§ Task to carry out
Rewrite the listing below with every instance of "bounding box" changed to "enclosing rectangle", leaving all other text unchanged.

===== Given entries =====

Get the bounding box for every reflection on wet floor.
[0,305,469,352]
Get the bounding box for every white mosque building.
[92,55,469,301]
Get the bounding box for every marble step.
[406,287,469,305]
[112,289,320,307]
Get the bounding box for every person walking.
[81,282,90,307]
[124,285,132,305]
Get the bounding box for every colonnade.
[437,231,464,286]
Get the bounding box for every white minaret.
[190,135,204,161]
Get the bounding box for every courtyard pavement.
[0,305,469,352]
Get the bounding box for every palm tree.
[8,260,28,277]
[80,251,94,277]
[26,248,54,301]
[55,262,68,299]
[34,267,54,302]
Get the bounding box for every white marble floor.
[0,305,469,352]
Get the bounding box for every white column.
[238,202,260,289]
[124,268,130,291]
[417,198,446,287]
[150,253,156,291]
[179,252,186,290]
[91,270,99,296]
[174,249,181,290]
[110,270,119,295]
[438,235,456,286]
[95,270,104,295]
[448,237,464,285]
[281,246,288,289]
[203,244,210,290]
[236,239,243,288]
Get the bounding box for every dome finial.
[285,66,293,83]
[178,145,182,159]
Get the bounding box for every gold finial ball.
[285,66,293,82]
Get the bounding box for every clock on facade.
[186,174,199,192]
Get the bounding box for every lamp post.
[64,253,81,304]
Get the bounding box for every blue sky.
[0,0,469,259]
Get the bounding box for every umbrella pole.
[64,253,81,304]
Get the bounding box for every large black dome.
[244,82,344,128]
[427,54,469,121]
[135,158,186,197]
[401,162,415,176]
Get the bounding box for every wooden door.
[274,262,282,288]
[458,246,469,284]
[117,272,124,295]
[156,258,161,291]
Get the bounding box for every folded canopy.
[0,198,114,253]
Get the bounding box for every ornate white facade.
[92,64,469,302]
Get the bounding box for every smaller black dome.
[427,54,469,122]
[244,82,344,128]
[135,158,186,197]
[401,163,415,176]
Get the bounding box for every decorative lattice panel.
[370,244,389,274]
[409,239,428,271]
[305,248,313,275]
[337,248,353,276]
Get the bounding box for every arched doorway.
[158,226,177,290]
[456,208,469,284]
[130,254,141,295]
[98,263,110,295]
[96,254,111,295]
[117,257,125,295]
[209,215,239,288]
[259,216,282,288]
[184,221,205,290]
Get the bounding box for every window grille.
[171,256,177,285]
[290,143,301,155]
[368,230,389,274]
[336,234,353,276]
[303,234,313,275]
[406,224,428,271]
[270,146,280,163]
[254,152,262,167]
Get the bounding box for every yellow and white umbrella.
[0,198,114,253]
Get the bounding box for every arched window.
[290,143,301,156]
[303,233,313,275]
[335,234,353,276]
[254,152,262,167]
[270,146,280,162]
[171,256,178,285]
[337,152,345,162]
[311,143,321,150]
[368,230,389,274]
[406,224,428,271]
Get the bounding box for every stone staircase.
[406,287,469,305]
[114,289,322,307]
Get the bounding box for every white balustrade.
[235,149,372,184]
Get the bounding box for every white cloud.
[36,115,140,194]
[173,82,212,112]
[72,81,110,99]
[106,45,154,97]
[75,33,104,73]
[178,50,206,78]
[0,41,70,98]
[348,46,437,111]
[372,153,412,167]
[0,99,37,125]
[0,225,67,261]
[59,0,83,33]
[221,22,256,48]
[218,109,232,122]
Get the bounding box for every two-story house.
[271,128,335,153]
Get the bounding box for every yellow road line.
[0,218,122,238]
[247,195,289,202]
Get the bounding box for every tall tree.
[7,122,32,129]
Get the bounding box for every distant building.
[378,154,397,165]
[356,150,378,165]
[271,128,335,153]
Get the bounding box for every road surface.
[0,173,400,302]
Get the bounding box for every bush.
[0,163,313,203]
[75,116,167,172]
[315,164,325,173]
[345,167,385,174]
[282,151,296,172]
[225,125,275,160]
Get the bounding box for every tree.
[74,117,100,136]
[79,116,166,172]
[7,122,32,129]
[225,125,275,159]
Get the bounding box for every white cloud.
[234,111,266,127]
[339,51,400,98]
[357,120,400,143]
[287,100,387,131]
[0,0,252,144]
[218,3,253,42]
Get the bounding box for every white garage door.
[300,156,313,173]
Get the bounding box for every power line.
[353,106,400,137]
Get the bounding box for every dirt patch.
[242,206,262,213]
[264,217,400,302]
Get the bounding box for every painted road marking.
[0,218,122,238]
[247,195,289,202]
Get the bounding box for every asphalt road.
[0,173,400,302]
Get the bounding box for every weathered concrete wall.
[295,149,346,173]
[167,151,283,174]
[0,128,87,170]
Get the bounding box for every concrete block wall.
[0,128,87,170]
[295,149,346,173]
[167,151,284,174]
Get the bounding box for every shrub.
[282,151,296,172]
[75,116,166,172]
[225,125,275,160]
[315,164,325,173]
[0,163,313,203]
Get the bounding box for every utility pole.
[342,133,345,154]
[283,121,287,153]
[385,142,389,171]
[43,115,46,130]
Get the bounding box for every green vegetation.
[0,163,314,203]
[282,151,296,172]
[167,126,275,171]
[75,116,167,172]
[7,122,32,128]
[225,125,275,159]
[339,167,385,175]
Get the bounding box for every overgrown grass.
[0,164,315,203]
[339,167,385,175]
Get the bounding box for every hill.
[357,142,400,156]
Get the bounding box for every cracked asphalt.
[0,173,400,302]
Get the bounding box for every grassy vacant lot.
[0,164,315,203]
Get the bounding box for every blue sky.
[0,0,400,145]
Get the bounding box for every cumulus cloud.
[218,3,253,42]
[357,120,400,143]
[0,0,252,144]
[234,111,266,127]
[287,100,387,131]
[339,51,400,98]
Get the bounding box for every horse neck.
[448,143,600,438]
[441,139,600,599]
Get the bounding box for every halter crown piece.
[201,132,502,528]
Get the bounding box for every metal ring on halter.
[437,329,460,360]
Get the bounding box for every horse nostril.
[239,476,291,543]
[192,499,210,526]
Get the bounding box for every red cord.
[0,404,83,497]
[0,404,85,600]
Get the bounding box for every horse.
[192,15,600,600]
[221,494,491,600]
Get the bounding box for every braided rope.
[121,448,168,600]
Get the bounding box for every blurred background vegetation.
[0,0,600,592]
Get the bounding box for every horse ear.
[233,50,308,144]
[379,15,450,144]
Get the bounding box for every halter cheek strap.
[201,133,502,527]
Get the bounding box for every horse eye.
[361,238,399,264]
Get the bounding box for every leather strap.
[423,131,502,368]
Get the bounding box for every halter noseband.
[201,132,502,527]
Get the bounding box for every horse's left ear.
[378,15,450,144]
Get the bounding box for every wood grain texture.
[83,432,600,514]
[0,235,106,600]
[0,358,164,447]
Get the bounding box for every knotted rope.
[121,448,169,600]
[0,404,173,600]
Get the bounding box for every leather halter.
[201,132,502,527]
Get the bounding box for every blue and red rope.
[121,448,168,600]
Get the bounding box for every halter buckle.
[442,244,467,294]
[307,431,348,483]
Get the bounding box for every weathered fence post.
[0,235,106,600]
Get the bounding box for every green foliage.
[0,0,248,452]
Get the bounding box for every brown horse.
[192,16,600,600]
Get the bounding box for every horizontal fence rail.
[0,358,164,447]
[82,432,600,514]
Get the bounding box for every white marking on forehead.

=====

§ Result of this task
Get the enclosing rectangle for every reflection on wet floor.
[0,305,469,352]
Get the enclosing rectangle for every white mosque building.
[92,55,469,301]
Get the enclosing rectangle for every marble step.
[406,287,469,305]
[112,289,320,307]
Get the enclosing rectangle for every person walking.
[81,282,90,307]
[124,285,132,305]
Get the enclosing rectangle for every colonnade.
[437,231,464,286]
Get the enclosing rectangle for every white minaret.
[190,135,204,161]
Get the enclosing rectangle for every courtyard pavement.
[0,305,469,352]
Get the enclosing rectangle for every palm tree.
[8,260,28,277]
[80,251,94,277]
[26,248,54,301]
[55,262,68,299]
[34,267,54,302]
Get the enclosing rectangle for every white marble floor.
[0,305,469,352]
Get the enclosing rectangle for every white column.
[238,202,260,289]
[124,268,130,291]
[417,198,446,287]
[150,253,156,291]
[179,252,186,290]
[91,270,99,296]
[174,249,181,290]
[110,270,119,295]
[438,235,456,286]
[95,270,104,295]
[448,237,464,285]
[281,246,288,289]
[203,244,210,290]
[236,239,243,288]
Get the enclosing rectangle for every dome finial.
[285,66,293,83]
[178,145,182,159]
Get the enclosing rectangle for every gold finial ball.
[285,66,293,82]
Get the enclosing rectangle for every clock on facade.
[186,174,199,192]
Get the enclosing rectangle for every lamp post.
[64,253,81,304]
Get the enclosing rectangle for every blue sky.
[0,0,469,259]
Get the enclosing rectangle for every umbrella pole.
[64,253,81,304]
Get the enclosing rectangle for every large black dome.
[244,82,344,128]
[427,54,469,121]
[135,158,186,197]
[401,162,415,176]
Get the enclosing rectangle for every wooden door.
[274,262,282,288]
[458,246,469,284]
[117,272,124,295]
[156,258,161,291]
Get the enclosing rectangle for every folded canopy.
[0,198,114,253]
Get the enclosing rectangle for every ornate white facade.
[92,64,469,302]
Get the enclosing rectangle for every smaller black dome.
[427,54,469,122]
[244,82,344,128]
[135,158,186,197]
[401,163,415,176]
Get the enclosing rectangle for every decorative lattice panel.
[370,244,389,274]
[409,239,428,271]
[305,248,313,275]
[337,248,353,276]
Get the enclosing rectangle for every arched doorway.
[158,226,177,290]
[456,208,469,284]
[130,254,141,295]
[98,263,110,295]
[96,254,111,295]
[117,257,125,295]
[209,215,239,288]
[259,216,282,288]
[184,221,205,290]
Get the enclosing rectangle for every window grille.
[171,256,177,285]
[290,143,301,155]
[368,230,389,274]
[336,234,353,276]
[303,234,313,275]
[406,224,428,271]
[270,146,280,163]
[254,152,262,167]
Get the enclosing rectangle for every yellow and white umbrella.
[0,198,114,253]
Get the enclosing rectangle for every arched window.
[290,143,301,156]
[303,233,313,275]
[335,234,353,276]
[254,152,262,167]
[270,146,280,162]
[171,256,178,285]
[337,152,345,162]
[311,143,321,150]
[368,230,389,274]
[406,224,428,271]
Get the enclosing rectangle for every stone staircase.
[406,287,469,305]
[114,289,322,307]
Get the enclosing rectangle for every white balustrade.
[235,149,372,184]
Get the enclosing rectangle for every white cloud.
[36,115,140,194]
[173,82,212,112]
[72,81,110,99]
[106,45,154,97]
[75,33,104,73]
[178,50,206,78]
[0,41,70,98]
[348,46,437,111]
[372,153,412,167]
[0,99,37,125]
[0,225,67,261]
[59,0,83,33]
[221,22,256,48]
[218,109,232,122]
Get the enclosing rectangle for every two-story house.
[271,128,335,153]
Get the enclosing rectangle for every yellow road line.
[0,218,122,238]
[247,195,289,202]
Get the enclosing rectangle for every tall tree.
[7,122,32,129]
Get the enclosing rectangle for every distant building.
[378,154,397,165]
[356,150,378,165]
[271,128,335,153]
Get the enclosing rectangle for every road surface.
[0,173,400,302]
Get the enclosing rectangle for every bush.
[0,163,313,203]
[75,116,167,172]
[315,164,325,173]
[345,167,385,174]
[282,151,296,172]
[225,125,275,160]
Get the enclosing rectangle for every tree.
[74,117,100,136]
[79,116,166,172]
[7,122,32,129]
[225,125,275,159]
Get the enclosing rectangle for every white cloud.
[234,111,266,127]
[339,51,400,98]
[357,120,400,143]
[287,100,387,131]
[0,0,252,144]
[218,3,253,42]
Get the enclosing rectangle for every white garage door.
[300,156,313,173]
Get the enclosing rectangle for every power line.
[353,106,400,137]
Get the enclosing rectangle for every dirt patch.
[242,206,262,213]
[264,217,400,302]
Get the enclosing rectangle for every painted road marking.
[0,218,122,238]
[247,195,289,202]
Get the enclosing rectangle for every asphalt road.
[0,173,400,302]
Get the enclosing rectangle for every weathered concrete wall.
[295,149,346,173]
[167,151,283,174]
[0,128,87,170]
Get the enclosing rectangle for every concrete block wall.
[0,128,87,170]
[295,149,346,173]
[167,151,284,174]
Get the enclosing rectangle for every shrub.
[282,151,296,172]
[75,116,166,172]
[225,125,275,160]
[315,164,325,173]
[0,163,313,203]
Get the enclosing rectangle for every utility pole.
[342,133,345,154]
[283,121,287,153]
[385,142,389,171]
[43,115,46,130]
Get the enclosing rectangle for every green vegetation.
[0,163,314,203]
[282,151,296,172]
[167,126,275,171]
[75,116,167,172]
[7,122,32,128]
[225,125,275,159]
[339,167,385,175]
Get the enclosing rectangle for every overgrown grass.
[0,164,315,203]
[339,167,385,175]
Get the enclosing rectangle for every hill.
[357,142,400,156]
Get the enclosing rectangle for every cracked asphalt.
[0,173,400,302]
Get the enclosing rectangle for every grassy vacant lot.
[0,164,315,203]
Get the enclosing rectangle for every blue sky.
[0,0,400,145]
Get the enclosing rectangle for every cumulus cloud.
[218,3,253,42]
[357,120,400,143]
[0,0,252,144]
[234,111,266,127]
[287,100,387,131]
[339,51,400,98]
Get the enclosing rectangle for every horse neck.
[448,143,600,438]
[441,139,600,599]
Get the enclosing rectangle for every halter crown piece.
[201,132,502,528]
Get the enclosing rectangle for every metal ring on halter.
[437,329,460,360]
Get the enclosing rectangle for every horse nostril.
[239,476,291,543]
[192,499,210,526]
Get the enclosing rectangle for every red cord.
[0,404,83,497]
[0,404,85,600]
Get the enclosing rectangle for every horse.
[192,15,600,600]
[221,494,491,600]
Get the enclosing rectangle for every braided rope.
[121,448,168,600]
Get the enclosing rectangle for every blurred background vegetation.
[0,0,600,592]
Get the enclosing rectangle for every horse ear.
[233,50,308,144]
[379,15,450,144]
Get the enclosing rectangle for every halter cheek strap.
[201,133,502,527]
Get the enclosing rectangle for every horse eye.
[361,238,399,264]
Get the enclosing rectangle for every leather strap.
[423,131,502,368]
Get the enclosing rectangle for every halter noseband.
[201,132,502,527]
Get the enclosing rectangle for every horse's left ear.
[378,15,450,144]
Get the enclosing rectangle for every wood grain texture.
[83,432,600,514]
[0,235,106,600]
[0,358,164,447]
Get the enclosing rectangle for every knotted rope.
[121,448,169,600]
[0,404,173,600]
Get the enclosing rectangle for every leather halter.
[201,132,502,527]
Get the enclosing rectangle for every blue and red rope.
[121,448,168,600]
Get the enclosing rectangle for every halter buckle.
[442,244,467,294]
[307,431,348,483]
Get the enclosing rectangle for every weathered fence post.
[0,235,106,600]
Get the enclosing rectangle for every green foliage.
[0,0,248,452]
Get the enclosing rectangle for every brown horse.
[192,16,600,600]
Get the enclosing rectangle for every horizontal fence rail.
[0,358,164,447]
[82,432,600,514]
Get the enclosing rectangle for every white marking on forehead.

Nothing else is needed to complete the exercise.